[DATA FOR THE TASK]

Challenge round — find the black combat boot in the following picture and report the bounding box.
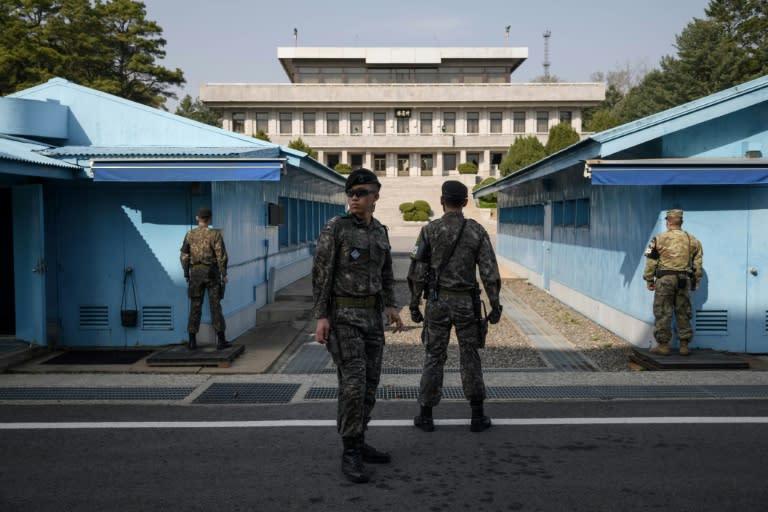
[413,405,435,432]
[470,400,492,432]
[341,437,370,483]
[361,433,391,464]
[216,331,232,350]
[187,333,197,350]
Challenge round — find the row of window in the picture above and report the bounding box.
[231,110,573,136]
[294,66,511,84]
[322,151,500,173]
[499,199,591,227]
[277,198,344,247]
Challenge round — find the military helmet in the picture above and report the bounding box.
[665,209,683,220]
[345,168,381,192]
[197,207,212,219]
[441,180,468,200]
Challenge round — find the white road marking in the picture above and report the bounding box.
[1,417,767,430]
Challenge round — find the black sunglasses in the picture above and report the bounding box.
[346,188,375,198]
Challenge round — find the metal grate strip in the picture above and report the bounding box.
[142,306,173,330]
[0,387,193,401]
[194,383,300,404]
[695,310,728,334]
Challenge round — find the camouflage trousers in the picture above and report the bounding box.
[653,274,693,345]
[187,265,225,334]
[326,306,385,440]
[419,294,486,407]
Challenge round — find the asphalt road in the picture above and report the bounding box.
[2,400,768,512]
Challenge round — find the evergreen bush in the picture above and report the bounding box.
[458,162,478,174]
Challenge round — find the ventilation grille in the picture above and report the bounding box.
[79,305,109,329]
[141,306,173,330]
[695,310,728,335]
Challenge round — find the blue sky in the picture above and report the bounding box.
[142,0,712,109]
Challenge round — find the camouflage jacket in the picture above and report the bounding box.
[312,214,397,319]
[408,211,501,309]
[180,226,228,278]
[643,227,703,281]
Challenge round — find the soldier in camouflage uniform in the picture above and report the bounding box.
[312,169,403,484]
[180,207,231,351]
[408,180,503,433]
[643,209,703,356]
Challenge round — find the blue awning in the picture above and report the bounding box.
[586,159,768,186]
[91,159,284,182]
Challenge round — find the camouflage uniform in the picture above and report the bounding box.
[180,226,228,334]
[408,211,501,407]
[643,221,703,347]
[312,213,397,439]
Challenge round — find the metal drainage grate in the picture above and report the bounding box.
[193,383,300,404]
[282,344,332,374]
[0,387,194,401]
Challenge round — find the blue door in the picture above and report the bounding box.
[12,185,46,345]
[746,188,768,352]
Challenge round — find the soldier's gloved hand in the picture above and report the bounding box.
[410,306,424,323]
[488,304,503,324]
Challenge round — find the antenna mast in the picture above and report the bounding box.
[543,30,551,80]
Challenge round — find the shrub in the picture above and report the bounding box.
[500,136,547,176]
[472,177,497,208]
[413,200,431,214]
[412,210,429,221]
[399,202,415,213]
[403,211,416,221]
[458,162,478,174]
[545,122,580,154]
[335,163,352,174]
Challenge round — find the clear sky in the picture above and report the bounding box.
[142,0,713,109]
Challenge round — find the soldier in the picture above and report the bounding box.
[180,207,231,350]
[408,180,503,433]
[312,168,403,484]
[643,209,703,356]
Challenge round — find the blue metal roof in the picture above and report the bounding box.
[42,145,281,159]
[474,73,768,197]
[0,136,80,169]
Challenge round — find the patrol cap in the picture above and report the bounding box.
[665,209,683,220]
[197,207,212,219]
[441,180,468,200]
[345,168,381,192]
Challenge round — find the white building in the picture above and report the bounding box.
[201,47,605,177]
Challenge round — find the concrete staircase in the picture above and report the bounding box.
[375,175,496,243]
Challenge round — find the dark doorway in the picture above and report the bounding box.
[0,188,15,334]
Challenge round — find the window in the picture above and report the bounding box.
[279,112,292,135]
[232,112,245,134]
[490,111,503,134]
[560,111,572,126]
[536,111,549,133]
[373,112,386,134]
[326,112,339,134]
[326,153,340,168]
[466,112,479,134]
[255,112,268,133]
[443,153,457,172]
[302,112,316,134]
[513,111,526,133]
[420,154,434,174]
[443,112,456,133]
[397,154,410,175]
[373,154,386,174]
[467,152,480,167]
[396,117,409,134]
[420,112,433,134]
[350,112,363,135]
[350,153,363,170]
[576,198,590,227]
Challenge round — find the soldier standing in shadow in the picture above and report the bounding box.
[180,207,231,350]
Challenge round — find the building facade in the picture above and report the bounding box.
[201,47,605,177]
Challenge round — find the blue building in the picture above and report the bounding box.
[1,78,345,348]
[477,74,768,354]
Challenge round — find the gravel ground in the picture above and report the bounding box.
[384,280,633,372]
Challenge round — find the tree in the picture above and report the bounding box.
[253,130,271,142]
[174,95,221,126]
[473,177,497,208]
[0,0,184,108]
[545,122,580,154]
[584,109,622,133]
[499,136,547,176]
[287,137,318,159]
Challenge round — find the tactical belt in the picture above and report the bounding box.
[191,263,211,268]
[656,269,688,277]
[438,288,473,296]
[335,295,377,308]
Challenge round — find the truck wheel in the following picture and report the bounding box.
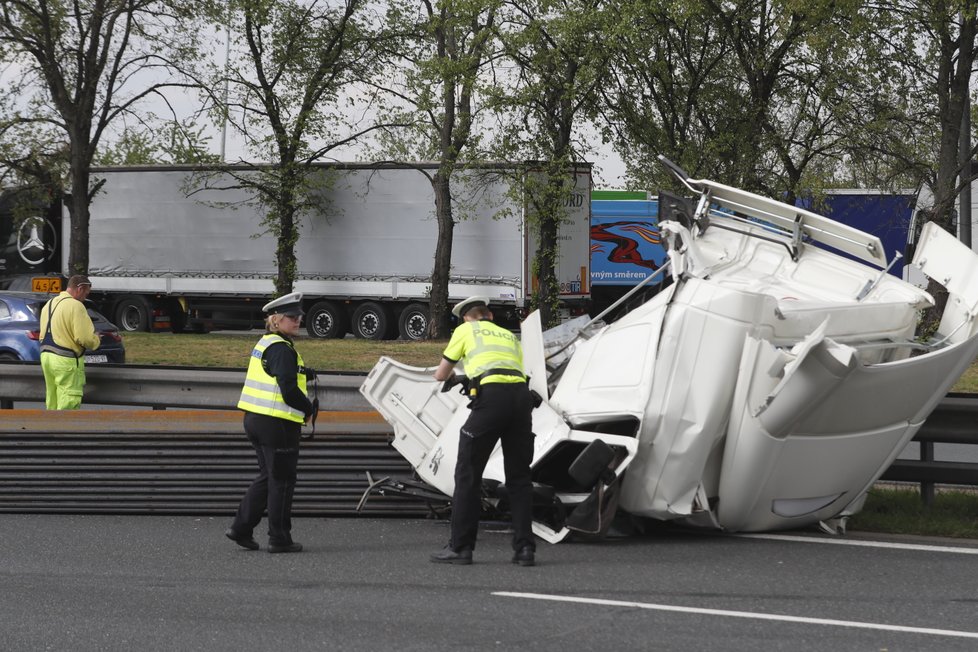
[351,302,394,340]
[114,297,151,332]
[306,301,347,339]
[397,303,429,340]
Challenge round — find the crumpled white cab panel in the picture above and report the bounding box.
[360,355,638,543]
[612,280,776,519]
[717,328,978,531]
[549,283,674,417]
[360,357,467,497]
[914,222,978,344]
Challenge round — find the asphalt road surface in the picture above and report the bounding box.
[2,514,977,651]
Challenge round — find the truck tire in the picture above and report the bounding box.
[397,303,429,340]
[114,297,151,332]
[351,302,394,340]
[306,300,347,339]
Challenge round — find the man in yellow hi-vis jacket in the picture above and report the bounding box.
[38,275,100,410]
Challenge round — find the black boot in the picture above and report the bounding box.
[225,528,260,551]
[512,546,535,567]
[430,545,473,565]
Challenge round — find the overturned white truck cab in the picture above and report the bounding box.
[360,160,978,543]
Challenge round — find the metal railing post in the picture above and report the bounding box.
[920,441,935,507]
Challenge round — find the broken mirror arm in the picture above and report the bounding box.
[656,154,698,194]
[856,251,903,301]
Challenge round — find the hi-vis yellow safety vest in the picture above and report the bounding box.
[449,320,525,386]
[237,334,308,423]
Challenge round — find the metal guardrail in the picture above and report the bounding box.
[0,364,433,516]
[0,361,371,411]
[2,362,976,509]
[0,410,429,517]
[879,393,978,505]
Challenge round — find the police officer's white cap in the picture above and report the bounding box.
[452,296,490,318]
[263,292,304,316]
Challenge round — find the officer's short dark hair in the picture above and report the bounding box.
[68,275,91,289]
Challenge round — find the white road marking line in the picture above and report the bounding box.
[492,592,978,639]
[735,533,978,554]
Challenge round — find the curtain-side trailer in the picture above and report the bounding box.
[48,162,591,339]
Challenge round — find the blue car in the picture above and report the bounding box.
[0,291,126,363]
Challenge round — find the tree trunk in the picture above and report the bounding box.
[535,209,560,328]
[273,165,301,296]
[67,156,91,275]
[275,204,298,296]
[429,170,455,339]
[532,165,570,329]
[921,11,977,335]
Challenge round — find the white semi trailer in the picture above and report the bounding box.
[56,162,591,339]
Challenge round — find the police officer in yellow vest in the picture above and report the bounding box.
[227,292,315,553]
[430,296,536,567]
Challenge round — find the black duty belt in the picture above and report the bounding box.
[471,367,526,393]
[476,368,525,380]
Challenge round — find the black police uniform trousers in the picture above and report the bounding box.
[231,412,301,545]
[450,381,535,553]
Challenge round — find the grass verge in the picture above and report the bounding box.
[848,486,978,538]
[121,332,445,371]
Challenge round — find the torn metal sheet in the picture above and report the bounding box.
[360,161,978,540]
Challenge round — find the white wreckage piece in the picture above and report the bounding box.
[360,164,978,543]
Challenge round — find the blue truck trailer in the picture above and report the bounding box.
[795,191,917,278]
[589,190,665,315]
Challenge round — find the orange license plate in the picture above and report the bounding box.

[/DATA FOR THE TASK]

• _EXERCISE_:
Leave the pictures out and set down the rest of the listing above exactly.

• _REPLY_:
Challenge round — find the black combat boot in the following picture and report the bounding box.
[413,405,435,432]
[470,400,492,432]
[341,437,370,483]
[361,433,391,464]
[216,331,232,350]
[187,333,197,350]
Challenge round — find the row of window in the picture above and report the bounding box.
[231,110,573,136]
[294,66,511,84]
[322,151,500,173]
[499,199,591,227]
[277,198,344,247]
Challenge round — find the military helmet in the picture above and report the bounding box.
[665,209,683,220]
[345,168,381,192]
[197,207,212,219]
[441,180,468,200]
Challenge round — find the white road marking in the picture above and report the bounding box.
[1,417,767,430]
Challenge round — find the black sunglasses in the picture above and report the bounding box.
[346,188,375,198]
Challenge round — find the metal grate strip in the picture above and report the bounding box.
[142,306,173,330]
[0,387,193,401]
[194,383,300,404]
[695,310,728,334]
Challenge round — find the camouflage trousers in the picture above and report the bounding box.
[653,274,693,345]
[187,265,225,334]
[326,306,385,440]
[419,294,486,407]
Challenge round — find the asphalt road in the picture above and report the bounding box.
[2,400,768,512]
Challenge round — find the evergreen bush in the picture above and report the bounding box.
[458,162,478,174]
Challenge round — find the ventilation grille in the picture above and report the bounding box.
[79,305,109,329]
[141,306,173,330]
[695,310,728,335]
Challenge round — find the blue sky in the picture above and report the bounding box.
[142,0,712,109]
Challenge round — find the camouflage jacket in the picture above and report the bounding box.
[312,214,397,319]
[408,211,501,309]
[180,226,228,278]
[643,227,703,281]
Challenge round — find the soldier in camouflage uniform in the picture above and report the bounding box.
[312,169,403,484]
[180,207,231,351]
[408,180,503,433]
[643,209,703,356]
Challenge round — find the blue awning in the picture above and report the bounding box.
[586,159,768,186]
[91,159,284,182]
Challenge round — find the camouflage uniform in the picture above and report the bounding box.
[180,226,228,334]
[408,211,501,407]
[643,221,703,347]
[312,213,397,439]
Challenge round — find the metal drainage grate in the picture above and report the bounding box.
[193,383,300,404]
[282,344,332,374]
[0,387,194,401]
Challenge round — find the blue door in the picture above and report the bounding box.
[12,185,46,345]
[746,188,768,352]
Challenge round — find the soldier's gloved hand in the picture above and report the bounding box.
[410,306,424,323]
[488,304,503,324]
Challenge round — find the antenna mast in the picture above and report the bounding box.
[543,30,551,80]
Challenge round — find the shrub in the picture above and report the bounding box.
[500,136,547,176]
[472,177,497,208]
[413,200,431,214]
[412,210,429,221]
[399,202,415,213]
[403,211,416,221]
[458,162,478,174]
[545,122,580,154]
[335,163,352,174]
Challenge round — find the clear sky in the picture above and report the bounding box.
[142,0,713,109]
Challenge round — find the soldier in the picture above and report the bounding box.
[180,207,231,350]
[408,180,503,433]
[312,168,403,484]
[643,209,703,356]
Challenge round — find the blue metal roof in the picture above and report the bounding box.
[42,145,281,159]
[474,73,768,197]
[0,136,80,169]
Challenge round — find the patrol cap in the picture above and report the bounding box.
[665,209,683,220]
[197,207,212,219]
[441,180,468,200]
[345,168,381,192]
Challenge round — find the white building in the picture above and report the bounding box.
[201,47,605,177]
Challenge round — find the concrete staircase in the picture above and report the bounding box.
[375,175,496,243]
Challenge round — find the dark doorway in the picture above and report the bounding box.
[0,188,15,334]
Challenge round — find the window in the picture above and report the bounding box.
[279,112,292,135]
[232,112,245,134]
[490,111,503,134]
[560,111,572,126]
[536,111,549,133]
[373,112,386,134]
[326,112,339,134]
[326,153,340,168]
[466,112,479,134]
[255,112,268,133]
[443,153,457,172]
[302,112,316,134]
[513,111,526,133]
[420,154,434,174]
[443,112,456,133]
[397,154,410,175]
[373,154,386,174]
[467,152,480,167]
[396,117,409,134]
[420,112,433,134]
[350,112,363,135]
[350,153,363,170]
[576,198,590,227]
Challenge round — find the soldier standing in shadow in the picture above and report the bounding box.
[180,207,231,350]
Challenge round — find the building facade in the picture above and report the bounding box.
[201,47,605,177]
Challenge round — find the blue building in the picture above and report the bounding box.
[1,78,345,348]
[477,74,768,354]
Challenge round — find the gravel ground in the picture above and report the bounding box.
[384,280,633,372]
Challenge round — find the tree in the picture above and report the bounding box.
[253,130,271,142]
[174,95,221,126]
[473,177,497,208]
[0,0,184,108]
[545,122,580,154]
[584,109,622,133]
[499,136,547,176]
[287,137,318,159]
Challenge round — find the tactical belt in the picture above and report the bounding box.
[191,263,211,268]
[656,269,688,277]
[438,288,473,296]
[335,295,377,308]
Challenge round — find the truck wheel in the following picture and report the bounding box.
[351,302,394,340]
[114,297,151,332]
[306,301,347,339]
[397,303,429,340]
Challenge round — find the crumpled white cab panel in the picture above and report the bounding box.
[360,355,638,543]
[612,280,776,519]
[717,328,978,531]
[549,283,674,417]
[360,357,467,497]
[914,222,978,344]
Challenge round — find the asphalt road surface in the picture above and report the bounding box.
[2,514,977,651]
Challenge round — find the truck tire in the picture above and report the bounding box.
[397,303,429,340]
[114,297,151,332]
[351,302,394,340]
[306,300,347,339]
Challenge round — find the man in yellow hi-vis jacket in the picture above and report the bounding box.
[38,275,100,410]
Challenge round — find the black boot in the picture above and report the bounding box.
[225,528,260,551]
[512,546,535,567]
[430,545,473,565]
Challenge round — find the overturned white truck cab in the picture above and report the bounding box.
[360,160,978,543]
Challenge round — find the metal railing post in the picture above and report the bounding box.
[920,441,935,507]
Challenge round — find the broken mirror arm in the picture above and report the bounding box.
[656,154,698,194]
[856,251,903,301]
Challenge round — find the hi-vis yellow safety vest in the picture above and report the bounding box.
[449,320,525,386]
[237,334,308,423]
Challenge round — find the metal guardrail in the picture above and report the bounding box.
[0,364,433,516]
[0,361,371,411]
[2,362,976,509]
[0,410,429,517]
[879,393,978,505]
Challenge round — find the police officer's white cap in the picture above and report the bounding box.
[452,296,490,318]
[263,292,304,316]
Challenge round — find the officer's short dark hair in the picture above and report the bounding box.
[68,275,91,289]
Challenge round — find the white road marking line in the picture above and report the bounding box.
[492,592,978,639]
[735,533,978,554]
Challenge round — find the curtain-side trailer in the picture above and report the bounding box.
[48,162,591,339]
Challenge round — find the blue car in the picture above and report the bounding box.
[0,291,126,363]
Challenge round — find the tree trunk in the picture above and report the bounding box.
[535,209,560,328]
[273,165,301,296]
[67,156,91,275]
[275,204,298,296]
[429,170,455,339]
[532,165,570,329]
[921,11,977,335]
Challenge round — find the white semi trailer in the picture above and report the bounding box.
[56,162,591,339]
Challenge round — find the police officer in yellow vest in the picture above and report the bounding box.
[227,292,315,553]
[430,296,536,567]
Challenge round — find the black duty belt in the picture above and report the bounding box.
[471,367,526,393]
[476,368,525,380]
Challenge round — find the black police uniform trousers in the picture above and report the bounding box.
[231,412,301,545]
[450,381,535,553]
Challenge round — find the grass verge in the picture above and report the bounding box.
[848,486,978,538]
[121,332,445,371]
Challenge round — find the torn metal sheet in the picture above and report the bounding box.
[360,161,978,540]
Challenge round — find the white wreckage piece in the picture above and report the bounding box.
[360,164,978,543]
Challenge round — find the blue truck trailer in the picture above and report the bounding box.
[795,191,917,278]
[589,190,665,315]
Challenge round — find the orange license plate in the picture above and report the bounding box.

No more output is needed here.